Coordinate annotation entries
* START *
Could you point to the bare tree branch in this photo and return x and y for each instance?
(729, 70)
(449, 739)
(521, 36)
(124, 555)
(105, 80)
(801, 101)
* END *
# Stated exercise
Swap "bare tree branch" for "leafless branch" everywhere in the entries, and write out all the lines again with nothing else changed.

# Reply to the task
Could you point to the leafless branch in this photo and return x and y for each instance?
(729, 70)
(449, 739)
(521, 36)
(124, 555)
(105, 80)
(801, 101)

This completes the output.